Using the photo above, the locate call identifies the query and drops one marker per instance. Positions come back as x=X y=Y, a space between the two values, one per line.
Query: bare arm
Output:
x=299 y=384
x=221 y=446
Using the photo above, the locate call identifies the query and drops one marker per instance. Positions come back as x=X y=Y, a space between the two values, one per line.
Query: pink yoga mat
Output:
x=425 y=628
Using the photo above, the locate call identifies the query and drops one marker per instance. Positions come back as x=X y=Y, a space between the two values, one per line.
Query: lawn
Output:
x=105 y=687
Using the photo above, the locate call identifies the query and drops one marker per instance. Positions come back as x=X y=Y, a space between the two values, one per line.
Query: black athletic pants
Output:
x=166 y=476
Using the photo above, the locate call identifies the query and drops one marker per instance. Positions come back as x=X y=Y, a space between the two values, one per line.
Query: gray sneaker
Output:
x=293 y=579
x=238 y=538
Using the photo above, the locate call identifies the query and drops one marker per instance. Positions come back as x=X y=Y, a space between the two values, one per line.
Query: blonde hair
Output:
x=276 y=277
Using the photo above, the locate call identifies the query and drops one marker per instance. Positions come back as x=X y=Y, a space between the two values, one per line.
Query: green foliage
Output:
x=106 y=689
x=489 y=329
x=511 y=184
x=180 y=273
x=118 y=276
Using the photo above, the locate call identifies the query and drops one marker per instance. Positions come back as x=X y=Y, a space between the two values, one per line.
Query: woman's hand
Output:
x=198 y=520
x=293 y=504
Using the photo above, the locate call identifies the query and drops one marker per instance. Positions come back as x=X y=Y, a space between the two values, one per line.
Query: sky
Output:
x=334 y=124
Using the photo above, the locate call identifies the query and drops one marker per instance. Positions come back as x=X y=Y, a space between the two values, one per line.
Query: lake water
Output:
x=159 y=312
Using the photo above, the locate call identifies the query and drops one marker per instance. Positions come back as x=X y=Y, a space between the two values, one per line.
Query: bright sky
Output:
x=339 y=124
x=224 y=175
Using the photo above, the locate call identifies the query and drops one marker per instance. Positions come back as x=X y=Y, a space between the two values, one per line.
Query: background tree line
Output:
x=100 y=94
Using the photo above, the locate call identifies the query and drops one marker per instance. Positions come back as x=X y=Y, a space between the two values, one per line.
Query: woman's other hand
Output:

------------------------------------------------------------

## Work to be completed
Pull out every line of the material that contains the string "woman", and treat uppercase and lowercase as different.

## Exercise result
Query: woman's hand
Query: woman's other hand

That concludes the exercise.